- _Assignment_
Hand back all of the records exactly as they read.

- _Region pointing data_

------------------------------

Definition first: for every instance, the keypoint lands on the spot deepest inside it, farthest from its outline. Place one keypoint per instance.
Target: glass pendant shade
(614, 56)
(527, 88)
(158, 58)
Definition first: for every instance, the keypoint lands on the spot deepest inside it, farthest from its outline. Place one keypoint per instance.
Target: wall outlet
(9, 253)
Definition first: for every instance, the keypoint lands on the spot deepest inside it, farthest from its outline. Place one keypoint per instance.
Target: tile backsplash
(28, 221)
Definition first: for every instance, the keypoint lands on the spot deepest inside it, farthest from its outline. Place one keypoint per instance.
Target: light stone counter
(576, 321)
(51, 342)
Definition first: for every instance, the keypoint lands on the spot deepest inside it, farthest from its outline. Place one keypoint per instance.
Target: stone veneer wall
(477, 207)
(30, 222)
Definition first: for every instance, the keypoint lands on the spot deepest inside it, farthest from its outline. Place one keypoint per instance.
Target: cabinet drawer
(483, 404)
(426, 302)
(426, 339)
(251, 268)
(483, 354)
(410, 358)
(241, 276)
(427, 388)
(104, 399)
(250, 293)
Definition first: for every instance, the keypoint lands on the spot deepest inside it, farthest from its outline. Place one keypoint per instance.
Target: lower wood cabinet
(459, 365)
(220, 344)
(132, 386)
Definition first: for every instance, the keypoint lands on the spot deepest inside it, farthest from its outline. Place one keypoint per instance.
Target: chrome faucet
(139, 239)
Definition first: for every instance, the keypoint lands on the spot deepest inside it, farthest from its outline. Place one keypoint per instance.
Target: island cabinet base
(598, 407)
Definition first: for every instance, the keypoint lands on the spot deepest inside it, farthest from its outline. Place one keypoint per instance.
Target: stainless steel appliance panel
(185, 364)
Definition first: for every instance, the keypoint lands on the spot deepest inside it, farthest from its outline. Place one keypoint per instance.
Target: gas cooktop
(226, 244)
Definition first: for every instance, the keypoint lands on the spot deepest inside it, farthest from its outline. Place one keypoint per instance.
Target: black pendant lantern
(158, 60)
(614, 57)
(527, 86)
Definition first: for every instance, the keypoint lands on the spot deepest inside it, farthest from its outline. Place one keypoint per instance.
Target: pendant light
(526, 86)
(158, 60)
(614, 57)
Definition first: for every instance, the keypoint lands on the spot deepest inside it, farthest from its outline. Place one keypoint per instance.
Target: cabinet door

------------------------------

- _Exercise answer_
Definition first: for every instance, the keypoint lands on the spot deepest inside it, farthest from its outline. Place one keypoint per instance.
Target: glass pendant shade
(614, 56)
(527, 88)
(158, 58)
Definition first: for every instance, the keypoint lands on the spot deepest inside it, farthest from its outline. Place one keypoint per instance.
Target: wall outlet
(9, 253)
Definition first: for every instance, the keypoint lands on the spot deepest inside it, farthest from its outline. Place one keypoint per instance.
Target: tile backsplash
(28, 221)
Definition first: for every instance, the keypoint lands on the spot deepest inside it, farthest from its outline. Place one keypoint per instance.
Target: light stone counter
(576, 321)
(51, 342)
Definition first: for every instance, the keypoint lands on the spot deepest inside it, farthest from its outline. Place one keypoint per instance.
Target: stone veneer wall
(477, 207)
(30, 222)
Definition first: for every instance, the keypoint lands on the spot deepest inside it, farthest from its outline. Place one keypoint per instance.
Target: cabinet drawer
(483, 404)
(426, 302)
(426, 339)
(251, 268)
(483, 354)
(410, 358)
(241, 276)
(427, 388)
(104, 399)
(250, 293)
Definition first: for every instance, the keypoint lands on the spot deepest inside it, farthest from its outline. Place one keypoint per instance.
Target: lower wood cabinet
(459, 365)
(220, 344)
(132, 386)
Definition first: for every instance, the keypoint lands on the spot deepest inside it, farthest from its outline. Place one keypoint per instance.
Target: chrome faucet
(139, 239)
Definition first: for every instance, the keypoint lands on the spot deepest inside it, farthest from its outline. Place one keypoint per instance.
Target: island cabinet base
(598, 407)
Definition first: for every instance, the keypoint lands on the spot deepest inside it, farthest from its outline. Place one keypoint per instance.
Target: stainless steel appliance panel
(185, 364)
Definition first: for every instance, the keypoint lands on the spot deepest inside it, farthest from its outline. Place one keypoint per instance.
Target: gas cooktop
(226, 244)
Definition first: for every instance, the keypoint lands on the spot deepest inside it, farthest from its outline. Place one keypoint per instance.
Target: black pendant lantern
(158, 60)
(614, 57)
(527, 86)
Definition first: for every instance, the keypoint lands on the spot deepest inside it, farthest from its outline. Place one keypoint per instance.
Target: pendant light
(526, 86)
(158, 60)
(614, 57)
Definition first: for every instance, the keypoint lands on the spot deepest inside it, farthest from its outline. Place one keypoint per instance.
Target: cabinet door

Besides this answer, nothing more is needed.